- **EXPLORE THE MATERIAL**
- 1) According to the article on claimant credibility, how much covert video surveillance of the plaintiff did the defendant's lawyers tender into evidence?
- 2) Write the next part of the article on claimant credibility, picking up right after its final sentence.

#### GIVEN PASSAGE

Credibility is key

I am often asked by client’s what I consider the single most important element of their claim to be.  My answer is always “your credibility is key”.

What I mean by that is that no matter how good a job a lawyer does in running down all the available evidence, obtaining helpful medical reports and framing your case in its best possible light, if the claimant’s credibility is damaged, a positive result in the claim will rarely be achieved.

The importance of the credibility and reliability of the plaintiff’s evidence was illustrated again in the recent decision of Loury QC DCJ in the Brisbane District Court in the matter of Johnson v Fraser Coast Regional Council.[1] 

The case involved a knee injury suffered by a 49-year-old male plaintiff who worked as a plant operator with the Fraser Coast Regional Council.

Whilst the particular circumstances of the injury are not relevant for the purpose of this article, the dispute to be decided by the court involved whether the plaintiff had sustained his injury at work and whether the employer had been negligent in causing the injury.

The lawyers acting on behalf of Workcover Queensland framed their defences of the claim on submissions that:

  1. The plaintiff had fabricated the circumstances of the incident in order to fraudulently obtain workers compensation benefits;
  2. The plaintiff had a significant pre-existing injury which was the real reason for his inability to continue with the demands of his employment.

In seeking to impugn the plaintiff’s credibility, the defendant’s lawyers highlighted several inconsistencies in the plaintiff’s version of events and corresponding medical documents as well as tendering into evidence no less than 85 hours of covert video surveillance of the plaintiff taken at various times over a 3 year period.

The defendant’s lawyers were inviting the judge to make a finding that the inconsistencies in the evidence and surveillance evidence established that the plaintiff had not been truthful and thereby any evidence given by the plaintiff should be rejected on the grounds of credibility/unreliability.

########
#### SOURCE MATERIAL

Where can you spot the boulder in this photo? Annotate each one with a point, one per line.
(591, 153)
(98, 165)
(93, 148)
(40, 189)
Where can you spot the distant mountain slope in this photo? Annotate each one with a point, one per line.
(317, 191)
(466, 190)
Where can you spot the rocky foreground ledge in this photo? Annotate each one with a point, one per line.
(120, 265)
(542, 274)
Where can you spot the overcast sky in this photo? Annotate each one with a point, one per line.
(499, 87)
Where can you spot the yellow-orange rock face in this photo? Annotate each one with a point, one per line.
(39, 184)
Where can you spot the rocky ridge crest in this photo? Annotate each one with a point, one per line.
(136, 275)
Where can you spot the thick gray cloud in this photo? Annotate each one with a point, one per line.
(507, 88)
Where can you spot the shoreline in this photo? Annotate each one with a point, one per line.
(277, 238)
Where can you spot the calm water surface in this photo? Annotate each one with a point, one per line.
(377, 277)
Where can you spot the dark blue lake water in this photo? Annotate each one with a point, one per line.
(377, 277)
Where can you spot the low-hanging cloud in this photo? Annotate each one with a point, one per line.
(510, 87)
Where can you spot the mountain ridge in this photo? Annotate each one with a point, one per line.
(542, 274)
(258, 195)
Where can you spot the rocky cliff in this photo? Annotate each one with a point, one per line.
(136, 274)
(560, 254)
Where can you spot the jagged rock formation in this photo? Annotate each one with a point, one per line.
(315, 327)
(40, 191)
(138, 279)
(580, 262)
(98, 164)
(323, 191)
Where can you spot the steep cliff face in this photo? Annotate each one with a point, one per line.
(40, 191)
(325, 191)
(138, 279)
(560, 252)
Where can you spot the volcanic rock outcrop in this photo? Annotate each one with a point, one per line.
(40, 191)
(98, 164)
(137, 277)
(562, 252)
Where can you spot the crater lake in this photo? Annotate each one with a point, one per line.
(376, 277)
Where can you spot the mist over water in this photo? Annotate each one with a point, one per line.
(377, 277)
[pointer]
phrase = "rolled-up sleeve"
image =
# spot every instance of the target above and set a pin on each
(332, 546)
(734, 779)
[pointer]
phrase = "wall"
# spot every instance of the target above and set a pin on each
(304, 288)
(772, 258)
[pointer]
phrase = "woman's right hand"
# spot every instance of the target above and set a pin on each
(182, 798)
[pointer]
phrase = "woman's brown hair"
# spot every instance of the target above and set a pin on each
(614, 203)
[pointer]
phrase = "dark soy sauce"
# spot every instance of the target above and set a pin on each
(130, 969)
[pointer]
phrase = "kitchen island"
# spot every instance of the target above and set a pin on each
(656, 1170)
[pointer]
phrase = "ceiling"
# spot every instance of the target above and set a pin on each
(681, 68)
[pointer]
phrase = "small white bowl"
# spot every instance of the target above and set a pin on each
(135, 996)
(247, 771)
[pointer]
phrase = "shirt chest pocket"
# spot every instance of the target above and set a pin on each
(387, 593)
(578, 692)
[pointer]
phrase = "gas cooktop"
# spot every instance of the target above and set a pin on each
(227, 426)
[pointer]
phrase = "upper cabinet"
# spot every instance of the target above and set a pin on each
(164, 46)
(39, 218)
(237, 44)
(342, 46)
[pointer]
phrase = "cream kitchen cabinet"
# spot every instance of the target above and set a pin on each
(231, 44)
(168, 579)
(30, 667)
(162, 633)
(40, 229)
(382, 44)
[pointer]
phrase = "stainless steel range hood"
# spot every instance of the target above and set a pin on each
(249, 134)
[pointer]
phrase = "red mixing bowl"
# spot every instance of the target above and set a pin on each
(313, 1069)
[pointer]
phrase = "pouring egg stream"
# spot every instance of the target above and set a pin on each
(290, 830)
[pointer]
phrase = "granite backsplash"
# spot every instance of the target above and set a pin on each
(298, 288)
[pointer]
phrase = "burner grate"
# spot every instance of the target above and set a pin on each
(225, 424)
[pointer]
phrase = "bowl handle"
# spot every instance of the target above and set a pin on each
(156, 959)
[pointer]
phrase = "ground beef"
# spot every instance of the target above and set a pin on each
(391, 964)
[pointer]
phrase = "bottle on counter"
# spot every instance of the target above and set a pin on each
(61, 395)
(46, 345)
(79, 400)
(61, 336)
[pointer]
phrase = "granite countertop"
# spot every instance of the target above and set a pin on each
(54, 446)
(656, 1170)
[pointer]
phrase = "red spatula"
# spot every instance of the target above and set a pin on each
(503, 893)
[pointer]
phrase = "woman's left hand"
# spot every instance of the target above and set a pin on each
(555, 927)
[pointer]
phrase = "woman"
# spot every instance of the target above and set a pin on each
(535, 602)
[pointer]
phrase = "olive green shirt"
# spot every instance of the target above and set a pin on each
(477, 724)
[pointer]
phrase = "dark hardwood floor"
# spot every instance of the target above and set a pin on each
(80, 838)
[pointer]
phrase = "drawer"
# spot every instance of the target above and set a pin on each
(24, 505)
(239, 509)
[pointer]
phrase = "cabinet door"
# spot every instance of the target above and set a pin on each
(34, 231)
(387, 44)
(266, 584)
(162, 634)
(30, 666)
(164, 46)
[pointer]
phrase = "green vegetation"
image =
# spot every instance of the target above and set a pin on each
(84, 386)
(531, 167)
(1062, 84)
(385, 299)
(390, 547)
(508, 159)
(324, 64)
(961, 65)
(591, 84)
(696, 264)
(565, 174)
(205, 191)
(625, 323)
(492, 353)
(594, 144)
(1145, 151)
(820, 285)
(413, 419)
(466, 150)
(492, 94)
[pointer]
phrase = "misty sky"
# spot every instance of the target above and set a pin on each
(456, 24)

########

- **ANSWERS FOR THIS EXERCISE**
- 1) No less than 85 hours, taken at various times over a 3-year period.

- 2)
To the contrary, the court, in relation to the plaintiff’s credibility found that:

  • The plaintiff was, in the view of the judge, an unsophisticated man;
  • The plaintiff did not volunteer information;
  • He did not provide detailed descriptions or a narrative style answer.
  • The plaintiff often misunderstood questions, giving literal answers when the question was not directed to the literal meaning of the word.
  • There was a tendency for the plaintiff to answer questions quickly regardless of whether he understood them.
  • The plaintiff also had some difficulty with his memory particularly as it related to his ability to give an accurate medical history.
  • Nevertheless, the judge considered the plaintiff to be an honest and sincere witness who had attempted, to the best of his ability, to communicate what he considered to be the truth.

It was this last finding that was key to the outcome of the case. The judge considered the plaintiff to be an “honest and sincere witness” notwithstanding that, at times, his evidence may have been demonstrated to be inaccurate.

When viewing the video surveillance evidence through the lens of accepting that the plaintiff was an “honest and sincere witness”, the judge determined that the video evidence actually demonstrated the difficulties the plaintiff was having as a result of his knee condition rather than establishing the opposite.

In accepting that the plaintiff was an “honest and sincere witness”, the judge determined that the injury had occurred in the workplace and in the manner in which described by the plaintiff.  Accordingly, the judge found in the plaintiff’s favour and awarded him damages in the sum of $349 548.07.

The Important Takeaway

The important takeaway from this decision is that

the plaintiff’s credibility is key to the outcome.

This was a case where if a determination had been made by the judge that the plaintiff was less than truthful in the evidence that he had given, or had not given his evidence to the best of his ability, there were very fertile sources of alternative inferences and findings that the court could make that would have seen the plaintiff defeated in his claim.

In this case, it was a very real case of “all duck or no dinner” in that the plaintiff could have lost his case and been awarded nil compensation as opposed to the very advantageous result that was achieved.

There are many ways in which a plaintiff’s credibility may be attacked, including but not limited to, inconsistent versions of events, inaccurate medical histories provided to doctors, Facebook posts which are inconsistent with restrictions complained of and the failure to disclose pre-existing conditions.

So how do we, as personal injury lawyers deal with that?  Up front and on the front foot.  As the wise old saying goes, “the truth will set you free”.  It is imperative for a plaintiff to give open and honest evidence, to disclose all relevant medical histories good or bad, and to be mindful that you are rarely more clever than the lawyers and medical experts examining your case.

In short, your creditability is key!